- READING PASSAGE

In November, Skadden advised Endo Health on its $1.6 billion cash-and-stock acquisition of Canadian specialty drug company Paladin Labs in a deal that will create a new holding company based in Ireland designed to take advantage of the country’s lenient tax laws. As it happens, Skadden also snagged a key role this month on another cross-border pharmaceutical deal with similar tax implications.
In that transaction, Skadden and leading Italian firm Gianni, Origoni, Grippo, Cappelli & Partners, Skadden are advising Como, Italy–based rare disease drug developer Gentium on its $1 billion sale last week to Irish drug maker Jazz Pharmaceuticals.
Jazz, itself a potential takeover target due to Ireland’s lower tax rates, is being advised by a team of outside lawyers led by Weil, Gotshal & Manges, Baker & McKenzie, Cooley, Hogan Lovells and Italy’s Gattai, Minoli & Partners. Former Cooley partner Suzanne Hooper serves as Jazz’s general counsel.
Weil M&A partner Keith Flaum, named an Am Law Daily Dealmaker of the Week earlier this year for his work advising Applied Materials on its $9.3 billion acquisition of Tokyo Electron, is leading a team from the firm advising Jazz on its proposed purchase of Gentium.
Flaum, a former Cooley partner, left that firm in a high-profile lateral move for Dewey & Leboeuf in July 2009. As Dewey plunged into bankruptcy last year, Flaum and a group of Silicon Valley deal lawyers decamped for Weil. Two of the partners who joined Flaum in making the move to Weil—M&A experts Jane Ross and James Griffin—are part of the team now advising Jazz. Other Weil lawyers working on the deal include associates Rebecca Grapsas, Ade Heyliger, Megan Pendleton, Mandy Price, Amy Reed and Tyler Tassin. (Richard Climan, who led the group of Dewey defectors to Weil, grabbed a key role last week advising enterprise software giant Oracle on its $1.5 billion acquisition of Responsys.)
Weil, which this month advised San Francisco–based private equity firm Genstar Capital Management on its acquisition of orthopedic implant maker Tecomet, also took the lead for Danbury, Conn.–based ATMI on the company’s $185 million sale of its life sciences business to Pall Corp. The in-house legal chiefs at Pall and ATMI are Roya Behnia and Patrick Shima, respectively.

- APPLY WHAT YOU READ
1. Could you print the part of the law firm deals article that begins at the words "In November, Skadden" and stops after "similar tax implications."?
2. Could you proceed with the law firm deals article from the point where it stops?

- SUPPLIED DATA

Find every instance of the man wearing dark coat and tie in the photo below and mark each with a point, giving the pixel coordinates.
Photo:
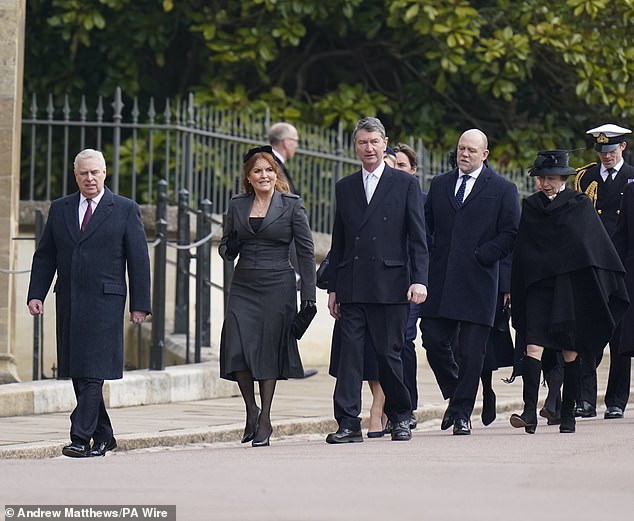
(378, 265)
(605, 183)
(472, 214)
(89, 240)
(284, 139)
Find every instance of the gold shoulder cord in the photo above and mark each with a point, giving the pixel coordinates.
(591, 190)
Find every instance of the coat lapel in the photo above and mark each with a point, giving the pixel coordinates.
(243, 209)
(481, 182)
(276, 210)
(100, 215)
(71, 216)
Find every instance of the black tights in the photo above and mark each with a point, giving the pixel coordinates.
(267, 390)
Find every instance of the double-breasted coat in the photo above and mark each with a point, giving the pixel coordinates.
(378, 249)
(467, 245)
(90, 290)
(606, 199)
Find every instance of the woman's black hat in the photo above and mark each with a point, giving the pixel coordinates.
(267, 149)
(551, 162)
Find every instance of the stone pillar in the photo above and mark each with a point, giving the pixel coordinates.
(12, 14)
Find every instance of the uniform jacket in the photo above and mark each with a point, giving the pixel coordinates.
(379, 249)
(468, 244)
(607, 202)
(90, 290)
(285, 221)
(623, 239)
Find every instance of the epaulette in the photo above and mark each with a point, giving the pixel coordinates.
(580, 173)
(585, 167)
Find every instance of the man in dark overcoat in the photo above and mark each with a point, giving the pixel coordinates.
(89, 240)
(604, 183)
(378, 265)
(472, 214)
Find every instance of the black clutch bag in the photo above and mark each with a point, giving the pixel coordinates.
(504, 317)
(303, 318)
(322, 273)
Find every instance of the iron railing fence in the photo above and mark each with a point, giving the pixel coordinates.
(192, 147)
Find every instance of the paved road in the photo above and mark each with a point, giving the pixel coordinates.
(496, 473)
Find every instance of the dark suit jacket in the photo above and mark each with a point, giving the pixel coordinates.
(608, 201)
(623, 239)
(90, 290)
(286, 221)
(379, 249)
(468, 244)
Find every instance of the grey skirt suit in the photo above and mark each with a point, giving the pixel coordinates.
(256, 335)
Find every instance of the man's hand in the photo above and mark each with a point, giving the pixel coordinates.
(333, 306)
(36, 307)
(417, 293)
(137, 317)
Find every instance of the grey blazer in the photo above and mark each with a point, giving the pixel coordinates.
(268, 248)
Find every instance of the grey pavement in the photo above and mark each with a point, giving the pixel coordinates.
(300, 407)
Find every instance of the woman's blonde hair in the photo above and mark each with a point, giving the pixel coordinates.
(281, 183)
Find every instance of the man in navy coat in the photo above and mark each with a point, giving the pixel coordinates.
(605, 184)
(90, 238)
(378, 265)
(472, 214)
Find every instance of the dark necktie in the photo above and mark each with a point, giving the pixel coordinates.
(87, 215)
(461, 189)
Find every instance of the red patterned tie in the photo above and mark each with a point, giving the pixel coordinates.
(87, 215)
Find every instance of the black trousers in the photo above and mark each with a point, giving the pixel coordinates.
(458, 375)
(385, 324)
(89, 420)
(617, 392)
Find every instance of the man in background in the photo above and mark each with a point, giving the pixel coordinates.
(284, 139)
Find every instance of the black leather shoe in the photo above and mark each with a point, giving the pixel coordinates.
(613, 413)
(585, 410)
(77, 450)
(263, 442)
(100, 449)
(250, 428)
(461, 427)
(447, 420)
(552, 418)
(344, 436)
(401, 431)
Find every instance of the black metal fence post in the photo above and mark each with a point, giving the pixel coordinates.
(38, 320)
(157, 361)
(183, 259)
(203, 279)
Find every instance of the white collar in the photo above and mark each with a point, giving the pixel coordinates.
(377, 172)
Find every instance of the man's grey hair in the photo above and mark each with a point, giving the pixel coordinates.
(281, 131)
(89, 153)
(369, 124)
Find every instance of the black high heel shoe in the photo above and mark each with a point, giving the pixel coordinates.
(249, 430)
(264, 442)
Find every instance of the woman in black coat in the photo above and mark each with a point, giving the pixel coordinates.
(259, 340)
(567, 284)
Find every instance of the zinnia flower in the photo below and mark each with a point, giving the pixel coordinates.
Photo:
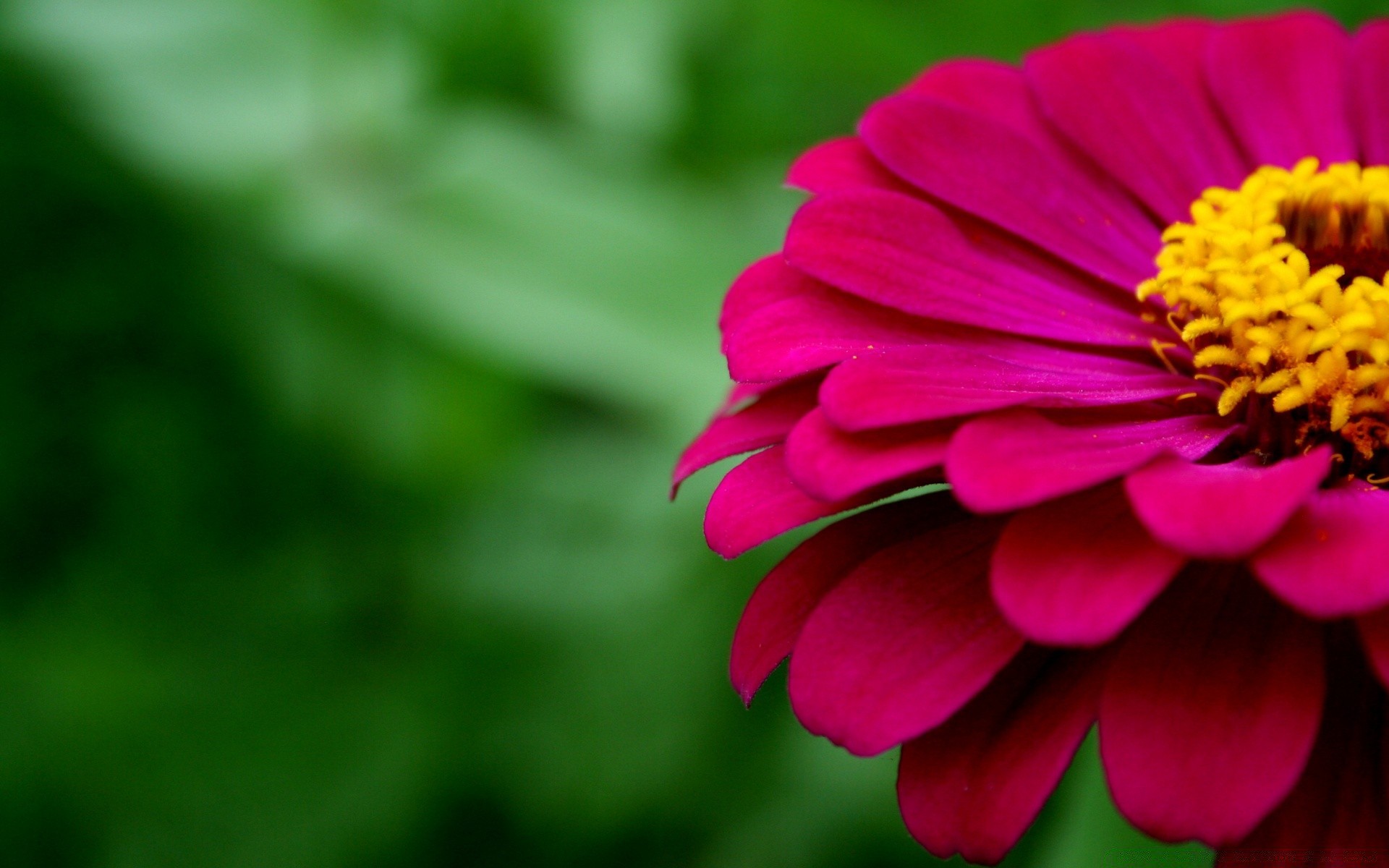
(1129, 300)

- YOUR WRITTEN ANSWERS
1.
In November, Skadden advised Endo Health on its $1.6 billion cash-and-stock acquisition of Canadian specialty drug company Paladin Labs in a deal that will create a new holding company based in Ireland designed to take advantage of the country’s lenient tax laws. As it happens, Skadden also snagged a key role this month on another cross-border pharmaceutical deal with similar tax implications.

2.
Another pharmaceutical deal announced last week involves the sale of PharMEDium Services LLC, a pharmacy compounding services company owned by venture capital firm Oak Investment Partners, to private equity firm Clayton, Dubilier & Rice. While terms of the transaction were not disclosed, Reuters reported in November that PharMEDium was in discussions to sell itself for close to $1 billion. Debevoise & Plimpton is advising longtime client CDR on the acquisition, while PharMEDium has turned to K&L Gates. Oak Investment’s in-house head of legal affairs is Craig Lang.
Private equity giant KKR, meanwhile, announced in late November that it would invest $200 million in India’s Gland Pharma. The Financial Times reports the investment is one of the largest ever in the country’s export-oriented pharmaceutical sector. Simpson Thacher & Bartlett is advising longtime client KKR on the deal, along with leading Indian firm Amarchand & Mangaldas & Suresh A. Shroff & Co., according to sibling publication The Asian Lawyer. Legally India reports that top Indian firms AZB & Partners and Wadia Ghandy also had roles on the matter.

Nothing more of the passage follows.